=== Задание 1 ===
Какая литература названа в текстовом блоке примером психологической литературы?

=== Текстовый блок ===
══════

Примером психологической литературы служит ему литература Франции 80—90-х гг., времени тончайшего психологического анализа в реалистических произведениях Мопассана и Флобера, времени натурализма, который принимается Г. в основном в связи с руссоистскими мотивами, с восприятием человека как части природы, в связи с пантеизмом, свойственным западноевропейскому натурализму. Ближе всего Г. в этот период оказываются тенденции импрессионизма, символизма и неоромантизма, которые в той или иной мере прослеживаются в его произведениях конца XIX — начала XX в.

В ст. «Психологическая литература» Г. излагает свою позицию более подробно: «Автор не есть частица общего, каким он должен был бы быть, если бы он мог быть объективным, автор — неповторимая индивидуальность, субъект, который смотрит только своими глазами, субъект, который чувствует только своим сердцем, — и величайшие писатели земли не были бы великими, если бы создавали объективную поэзию, но они как раз писали прекрасно, страстно, по-своему. Я хочу создавать своих людей, как я чувствую их, а не как предписывает позитивизм; я хочу заставлять моего героя смеяться тогда, когда просвещенный народ полагает, что он должен плакать. Почему я хочу этого? Прежде всего потому, что я субъективно воспринимаю его именно так, затем потому, что мой герой не характер и не тип, который смеется и плачет в соответствии с требованиями школы, но сложный современный человек, чьи мысли и чувства дают едва уловимые, произвольные сдвиги».

══════

=== Извлечённые данные ===
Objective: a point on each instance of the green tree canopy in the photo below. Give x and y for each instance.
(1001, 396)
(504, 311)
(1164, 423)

══════

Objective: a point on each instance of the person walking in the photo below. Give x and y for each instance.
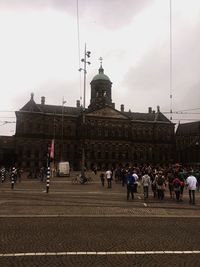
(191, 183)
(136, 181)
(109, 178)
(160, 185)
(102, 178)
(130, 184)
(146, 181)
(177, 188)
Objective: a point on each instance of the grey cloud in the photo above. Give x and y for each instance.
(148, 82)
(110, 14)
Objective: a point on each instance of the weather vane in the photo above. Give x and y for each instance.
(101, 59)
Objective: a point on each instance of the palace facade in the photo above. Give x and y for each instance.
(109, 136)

══════

=== Задание 2 ===
Занесите в таблицу Markdown строки записей между строкой, содержащей "Objective: a point on each instance of the green", и строкой, содержащей "(1164, 423)", включительно. Используйте колонки «Номер» и «Строка» и пропустите пустые строки.

=== Результат 1 ===
Литература Франции 80—90-х гг.

=== Результат 2 ===
| Номер | Строка |
|---|---|
| 1 | Objective: a point on each instance of the green tree canopy in the photo below. Give x and y for each instance. |
| 2 | (1001, 396) |
| 3 | (504, 311) |
| 4 | (1164, 423) |